** start Information shown **

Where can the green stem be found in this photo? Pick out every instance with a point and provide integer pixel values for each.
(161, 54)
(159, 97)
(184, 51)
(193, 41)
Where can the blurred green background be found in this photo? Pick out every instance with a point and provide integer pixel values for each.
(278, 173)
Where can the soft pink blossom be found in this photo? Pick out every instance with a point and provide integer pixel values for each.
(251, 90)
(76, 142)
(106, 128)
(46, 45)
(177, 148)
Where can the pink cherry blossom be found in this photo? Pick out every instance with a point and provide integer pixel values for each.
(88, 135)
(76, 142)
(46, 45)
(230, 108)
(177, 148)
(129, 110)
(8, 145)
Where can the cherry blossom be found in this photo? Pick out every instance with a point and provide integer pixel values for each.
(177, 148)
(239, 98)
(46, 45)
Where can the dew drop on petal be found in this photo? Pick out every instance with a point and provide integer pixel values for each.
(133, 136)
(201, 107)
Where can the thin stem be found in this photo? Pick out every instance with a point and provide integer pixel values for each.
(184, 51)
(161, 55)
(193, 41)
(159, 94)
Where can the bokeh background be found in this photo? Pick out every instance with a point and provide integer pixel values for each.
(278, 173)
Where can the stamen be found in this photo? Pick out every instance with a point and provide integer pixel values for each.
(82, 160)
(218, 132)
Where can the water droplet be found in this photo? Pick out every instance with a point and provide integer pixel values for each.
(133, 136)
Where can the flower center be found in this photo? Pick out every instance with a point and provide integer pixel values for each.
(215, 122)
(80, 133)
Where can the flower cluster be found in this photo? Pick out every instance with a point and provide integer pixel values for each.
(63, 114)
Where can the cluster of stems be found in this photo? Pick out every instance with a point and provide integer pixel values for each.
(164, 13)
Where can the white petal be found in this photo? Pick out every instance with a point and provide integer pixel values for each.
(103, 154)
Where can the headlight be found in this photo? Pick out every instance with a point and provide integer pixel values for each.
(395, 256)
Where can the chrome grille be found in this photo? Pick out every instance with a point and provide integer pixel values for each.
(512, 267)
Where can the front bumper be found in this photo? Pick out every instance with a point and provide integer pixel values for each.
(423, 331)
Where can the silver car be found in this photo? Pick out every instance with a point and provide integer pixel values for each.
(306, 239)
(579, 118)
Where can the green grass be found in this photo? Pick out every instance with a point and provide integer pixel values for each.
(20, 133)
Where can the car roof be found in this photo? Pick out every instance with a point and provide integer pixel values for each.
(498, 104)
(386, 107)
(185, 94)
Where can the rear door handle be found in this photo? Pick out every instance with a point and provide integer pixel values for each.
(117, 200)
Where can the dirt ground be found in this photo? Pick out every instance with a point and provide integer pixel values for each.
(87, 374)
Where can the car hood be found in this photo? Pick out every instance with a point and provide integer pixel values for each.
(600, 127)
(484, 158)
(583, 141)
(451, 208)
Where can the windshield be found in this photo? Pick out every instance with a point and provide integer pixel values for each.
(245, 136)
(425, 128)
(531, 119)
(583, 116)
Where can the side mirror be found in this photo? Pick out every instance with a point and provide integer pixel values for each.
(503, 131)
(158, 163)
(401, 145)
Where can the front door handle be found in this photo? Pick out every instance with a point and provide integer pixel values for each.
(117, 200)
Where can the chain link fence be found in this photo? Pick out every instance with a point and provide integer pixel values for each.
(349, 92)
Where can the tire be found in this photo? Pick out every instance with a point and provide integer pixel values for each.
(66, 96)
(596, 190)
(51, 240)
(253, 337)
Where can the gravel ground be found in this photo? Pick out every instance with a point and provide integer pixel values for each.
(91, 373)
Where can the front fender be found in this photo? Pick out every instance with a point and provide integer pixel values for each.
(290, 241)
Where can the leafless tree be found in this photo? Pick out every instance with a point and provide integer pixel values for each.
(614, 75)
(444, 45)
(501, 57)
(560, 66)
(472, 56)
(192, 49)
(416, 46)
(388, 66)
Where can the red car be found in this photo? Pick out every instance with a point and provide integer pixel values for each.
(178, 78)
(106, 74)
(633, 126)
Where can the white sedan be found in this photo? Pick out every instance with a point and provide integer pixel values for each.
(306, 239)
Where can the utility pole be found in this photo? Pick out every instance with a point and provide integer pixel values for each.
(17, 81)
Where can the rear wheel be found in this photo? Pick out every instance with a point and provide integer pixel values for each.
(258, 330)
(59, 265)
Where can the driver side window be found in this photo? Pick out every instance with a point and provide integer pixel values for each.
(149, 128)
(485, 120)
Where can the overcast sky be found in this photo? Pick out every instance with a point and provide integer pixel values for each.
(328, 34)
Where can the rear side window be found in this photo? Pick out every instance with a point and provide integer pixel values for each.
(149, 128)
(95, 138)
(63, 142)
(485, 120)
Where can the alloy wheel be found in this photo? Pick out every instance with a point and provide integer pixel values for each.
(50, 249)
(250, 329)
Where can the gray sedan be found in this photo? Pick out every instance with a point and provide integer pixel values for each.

** end Information shown **

● What the task asks: All of the entries above should be written out again exactly.

● Response to the exercise:
Where can the green stem be found in this photo? Pick out every instance with a point and provide integer pixel values for each.
(161, 54)
(159, 97)
(184, 51)
(193, 41)
Where can the blurred green background be found in this photo? Pick out every instance with a point and provide integer pixel values for each.
(278, 173)
Where can the soft pink blossom be found in this photo? Pick out every instance with a point and provide integer pixel values for each.
(251, 90)
(76, 142)
(106, 128)
(46, 45)
(177, 148)
Where can the pink cherry blossom be found in this photo? Pick out every instance with a point and provide integer pixel values for each.
(88, 135)
(76, 142)
(46, 45)
(230, 108)
(177, 148)
(129, 110)
(8, 145)
Where can the cherry blossom be found in this photo? Pick out every instance with a point and provide integer pixel values for each.
(177, 148)
(239, 98)
(46, 45)
Where can the dew drop on petal be found in this photo? Pick out every instance with a point and provide integer pixel values for each.
(133, 136)
(201, 107)
Where can the thin stem be found in this photo? Pick out every instance with a point and provide integer pixel values for each.
(184, 51)
(161, 55)
(193, 41)
(159, 94)
Where can the bokeh background be found in this photo? Pick out every instance with a point and provide integer pixel values for each.
(278, 173)
Where can the stamen be found in this photo? Pick out every instance with a point and provide integer pixel values for each.
(82, 160)
(218, 132)
Where can the water droplet be found in this photo? Pick out every instance with a point and provide integer pixel values for each.
(133, 136)
Where can the flower center be found in this photo? Pick out every instance with a point and provide integer pixel values for each.
(215, 122)
(80, 133)
Where can the flower cluster be found in this photo? Pick out every instance with a point and provide integer pixel values for each.
(63, 114)
Where can the cluster of stems be found in this photo? Pick out every instance with a point and provide integer pixel values for each.
(164, 13)
Where can the white petal be found in this photo? Pick out every instance with a point and provide integer pixel values for each.
(103, 154)
Where can the headlight be found in this photo? Pick out every instance with a point and provide integer pixel values for each.
(395, 256)
Where can the chrome grille be found in this photo? Pick out every instance with a point and provide integer pixel values for each.
(512, 267)
Where can the front bumper be found in this photo? Pick out every instance with a point and provide integer pixel values for each.
(423, 331)
Where can the silver car be found in this photo? Pick out every instance with a point and provide integer pixel values for each.
(306, 239)
(579, 118)
Where can the green grass be found in this photo? Pick out every instance with a point and provide integer pixel values for each.
(20, 133)
Where can the car roof be found in this photo? Pick out every instance with a point and provide integer pixel values for each.
(498, 104)
(386, 107)
(185, 94)
Where can the rear door handle be found in this photo? Pick out every instance with a point and provide integer pixel values for each.
(117, 200)
Where can the dirt ground be found in this photo? Pick out every instance with a point and provide integer pixel values for each.
(87, 374)
Where can the car hood be found in this photo? Pick out every instance with a point and provide integer pixel values for each.
(600, 127)
(484, 158)
(583, 141)
(451, 208)
Where can the windshield be found in this photo? Pick out every instance with a point and provide integer pixel values for each.
(245, 136)
(425, 128)
(531, 119)
(583, 116)
Where can the side mirror be found in this photo? Pick out every instance with a point and provide integer pixel values for each.
(503, 131)
(158, 163)
(401, 145)
Where can the front door handle be found in this photo? Pick out every instance with a point and provide integer pixel values for each.
(117, 200)
Where can the chain link fence be found in this photo? Pick out every instance with a point and provide integer pixel values for each.
(349, 92)
Where can the tire be found in this photo? Pick out every instance with a point and provide integer pixel values for each.
(66, 96)
(596, 190)
(51, 240)
(253, 337)
Where can the gravel ground be found in this photo? Pick out every instance with a point and provide integer pixel values for each.
(91, 373)
Where can the front fender be found in this photo? Pick out every instance with a point and provide integer pixel values for each.
(290, 241)
Where can the leafless tree be found in this photo? Pick out every instance with a point and provide integer pixel values for each.
(614, 75)
(444, 45)
(501, 57)
(560, 66)
(472, 56)
(192, 49)
(416, 46)
(388, 66)
Where can the red car be found in this photo? Pick out every instance with a point and provide integer pixel values for each.
(178, 78)
(106, 74)
(633, 126)
Where can the white sedan be found in this photo? Pick out every instance with a point and provide integer pixel values for each.
(306, 239)
Where can the utility pole be found in this photo? Pick out every instance with a point and provide integer pixel values for each.
(17, 81)
Where can the rear wheel be found in this photo? Pick out every instance with a point and provide integer pixel values for each.
(258, 330)
(59, 265)
Where can the driver side window be found in this photo? Pick out every instance with a point and provide integer pixel values for each.
(149, 128)
(485, 120)
Where can the overcast sky be found in this photo? Pick out every instance with a point and provide integer pixel values for each.
(328, 34)
Where can the rear side window be found in this photo? Pick out every instance with a point and provide integer pixel values for each.
(149, 128)
(95, 138)
(63, 142)
(485, 120)
Where can the alloy wheel be found in this photo? Pick out every instance with a point and provide integer pixel values for each.
(50, 249)
(250, 329)
Where can the gray sedan be found in this photo? Pick out every instance with a point and provide integer pixel values for each.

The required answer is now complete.